Reproduce every one of the following lines word for word, in the same order.

----

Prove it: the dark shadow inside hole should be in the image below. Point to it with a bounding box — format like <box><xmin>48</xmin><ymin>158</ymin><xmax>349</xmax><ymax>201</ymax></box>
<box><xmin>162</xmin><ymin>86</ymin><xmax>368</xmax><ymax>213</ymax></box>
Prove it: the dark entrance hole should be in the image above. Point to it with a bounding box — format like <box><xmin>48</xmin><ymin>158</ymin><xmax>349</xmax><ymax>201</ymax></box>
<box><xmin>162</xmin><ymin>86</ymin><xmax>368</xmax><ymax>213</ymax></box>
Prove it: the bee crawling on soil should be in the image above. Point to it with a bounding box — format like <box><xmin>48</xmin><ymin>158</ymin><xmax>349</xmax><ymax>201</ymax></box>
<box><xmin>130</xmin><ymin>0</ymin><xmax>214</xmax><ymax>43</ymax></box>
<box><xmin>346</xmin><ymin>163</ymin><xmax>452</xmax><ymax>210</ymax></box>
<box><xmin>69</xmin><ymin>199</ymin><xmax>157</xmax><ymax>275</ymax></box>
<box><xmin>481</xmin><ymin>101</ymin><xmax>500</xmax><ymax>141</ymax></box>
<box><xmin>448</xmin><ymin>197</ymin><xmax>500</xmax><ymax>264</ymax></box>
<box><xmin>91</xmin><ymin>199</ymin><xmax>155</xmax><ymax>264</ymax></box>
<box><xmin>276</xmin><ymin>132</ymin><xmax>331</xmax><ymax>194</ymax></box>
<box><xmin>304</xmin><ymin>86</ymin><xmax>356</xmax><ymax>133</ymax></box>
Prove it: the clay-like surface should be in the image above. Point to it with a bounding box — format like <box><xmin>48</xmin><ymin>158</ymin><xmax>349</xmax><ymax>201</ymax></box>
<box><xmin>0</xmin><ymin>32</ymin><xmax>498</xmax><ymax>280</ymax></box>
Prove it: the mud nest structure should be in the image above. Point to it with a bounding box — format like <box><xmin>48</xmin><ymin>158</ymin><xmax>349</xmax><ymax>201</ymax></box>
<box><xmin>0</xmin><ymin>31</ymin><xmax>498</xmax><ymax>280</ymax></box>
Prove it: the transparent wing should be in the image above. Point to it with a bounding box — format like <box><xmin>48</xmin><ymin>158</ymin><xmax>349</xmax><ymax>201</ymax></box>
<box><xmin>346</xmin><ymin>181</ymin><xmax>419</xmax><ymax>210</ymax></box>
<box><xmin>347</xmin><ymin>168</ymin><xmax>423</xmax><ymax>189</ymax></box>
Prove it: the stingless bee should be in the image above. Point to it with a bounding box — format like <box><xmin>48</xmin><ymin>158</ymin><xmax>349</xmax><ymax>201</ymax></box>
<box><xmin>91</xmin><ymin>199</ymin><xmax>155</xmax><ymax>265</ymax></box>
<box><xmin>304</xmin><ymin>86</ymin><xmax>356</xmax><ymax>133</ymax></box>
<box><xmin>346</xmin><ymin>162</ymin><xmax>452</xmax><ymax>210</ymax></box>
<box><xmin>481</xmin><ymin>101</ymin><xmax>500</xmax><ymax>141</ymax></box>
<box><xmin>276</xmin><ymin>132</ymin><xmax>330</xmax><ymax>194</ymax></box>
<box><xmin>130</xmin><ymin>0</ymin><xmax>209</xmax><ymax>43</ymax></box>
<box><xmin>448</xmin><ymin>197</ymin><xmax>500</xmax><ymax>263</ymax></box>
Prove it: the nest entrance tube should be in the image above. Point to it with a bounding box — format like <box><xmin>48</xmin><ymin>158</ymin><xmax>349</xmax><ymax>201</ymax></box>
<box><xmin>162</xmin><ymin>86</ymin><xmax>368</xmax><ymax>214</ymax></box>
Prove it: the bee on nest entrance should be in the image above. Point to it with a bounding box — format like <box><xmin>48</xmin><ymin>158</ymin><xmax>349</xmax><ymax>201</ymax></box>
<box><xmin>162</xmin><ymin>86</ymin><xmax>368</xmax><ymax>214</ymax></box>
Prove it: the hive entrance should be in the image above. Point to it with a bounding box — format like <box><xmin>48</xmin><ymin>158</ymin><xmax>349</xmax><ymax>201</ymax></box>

----

### Output for this exercise
Prove it: the dark shadow inside hole should be in the image below. Point to it with a bounding box — format like <box><xmin>48</xmin><ymin>158</ymin><xmax>349</xmax><ymax>201</ymax></box>
<box><xmin>162</xmin><ymin>86</ymin><xmax>368</xmax><ymax>213</ymax></box>
Prove it: the dark entrance hole should be in the image above. Point to it with a bounding box — format like <box><xmin>48</xmin><ymin>158</ymin><xmax>349</xmax><ymax>201</ymax></box>
<box><xmin>162</xmin><ymin>86</ymin><xmax>368</xmax><ymax>213</ymax></box>
Prove it: the bee crawling on soil should be in the image above. Point to it with a bounding box — format like <box><xmin>48</xmin><ymin>158</ymin><xmax>349</xmax><ymax>201</ymax></box>
<box><xmin>130</xmin><ymin>0</ymin><xmax>214</xmax><ymax>43</ymax></box>
<box><xmin>346</xmin><ymin>163</ymin><xmax>452</xmax><ymax>210</ymax></box>
<box><xmin>69</xmin><ymin>199</ymin><xmax>157</xmax><ymax>275</ymax></box>
<box><xmin>481</xmin><ymin>101</ymin><xmax>500</xmax><ymax>141</ymax></box>
<box><xmin>448</xmin><ymin>197</ymin><xmax>500</xmax><ymax>264</ymax></box>
<box><xmin>91</xmin><ymin>199</ymin><xmax>155</xmax><ymax>264</ymax></box>
<box><xmin>276</xmin><ymin>132</ymin><xmax>331</xmax><ymax>194</ymax></box>
<box><xmin>304</xmin><ymin>86</ymin><xmax>356</xmax><ymax>133</ymax></box>
Prove it: the clay-like surface should be in the image above. Point to it with a bounding box — format like <box><xmin>48</xmin><ymin>158</ymin><xmax>349</xmax><ymax>201</ymax></box>
<box><xmin>0</xmin><ymin>32</ymin><xmax>498</xmax><ymax>280</ymax></box>
Prove it: the mud nest structure should be in the image above. Point to it with a bounding box — format like <box><xmin>48</xmin><ymin>158</ymin><xmax>349</xmax><ymax>201</ymax></box>
<box><xmin>0</xmin><ymin>31</ymin><xmax>498</xmax><ymax>280</ymax></box>
Prove it: the transparent wing should be in the image above. Point to it with a bounding box — format like <box><xmin>48</xmin><ymin>158</ymin><xmax>349</xmax><ymax>201</ymax></box>
<box><xmin>346</xmin><ymin>181</ymin><xmax>419</xmax><ymax>210</ymax></box>
<box><xmin>347</xmin><ymin>168</ymin><xmax>423</xmax><ymax>189</ymax></box>
Prove it: the stingless bee should be in the image above. Point to it with a bounding box — format like <box><xmin>48</xmin><ymin>158</ymin><xmax>349</xmax><ymax>201</ymax></box>
<box><xmin>91</xmin><ymin>199</ymin><xmax>155</xmax><ymax>265</ymax></box>
<box><xmin>304</xmin><ymin>86</ymin><xmax>356</xmax><ymax>133</ymax></box>
<box><xmin>346</xmin><ymin>162</ymin><xmax>452</xmax><ymax>210</ymax></box>
<box><xmin>481</xmin><ymin>101</ymin><xmax>500</xmax><ymax>141</ymax></box>
<box><xmin>276</xmin><ymin>132</ymin><xmax>330</xmax><ymax>194</ymax></box>
<box><xmin>130</xmin><ymin>0</ymin><xmax>209</xmax><ymax>43</ymax></box>
<box><xmin>448</xmin><ymin>197</ymin><xmax>500</xmax><ymax>263</ymax></box>
Prove it: the nest entrance tube should be in the image above. Point to it with a bounding box — format like <box><xmin>48</xmin><ymin>158</ymin><xmax>349</xmax><ymax>201</ymax></box>
<box><xmin>162</xmin><ymin>86</ymin><xmax>368</xmax><ymax>214</ymax></box>
Prove it: the bee on nest entrance should be in the image above. Point to it with a bounding box — format like <box><xmin>48</xmin><ymin>158</ymin><xmax>349</xmax><ymax>201</ymax></box>
<box><xmin>162</xmin><ymin>86</ymin><xmax>368</xmax><ymax>214</ymax></box>
Prove it: the hive entrance should be in the image above. Point to it with a bounding box — format like <box><xmin>48</xmin><ymin>158</ymin><xmax>349</xmax><ymax>201</ymax></box>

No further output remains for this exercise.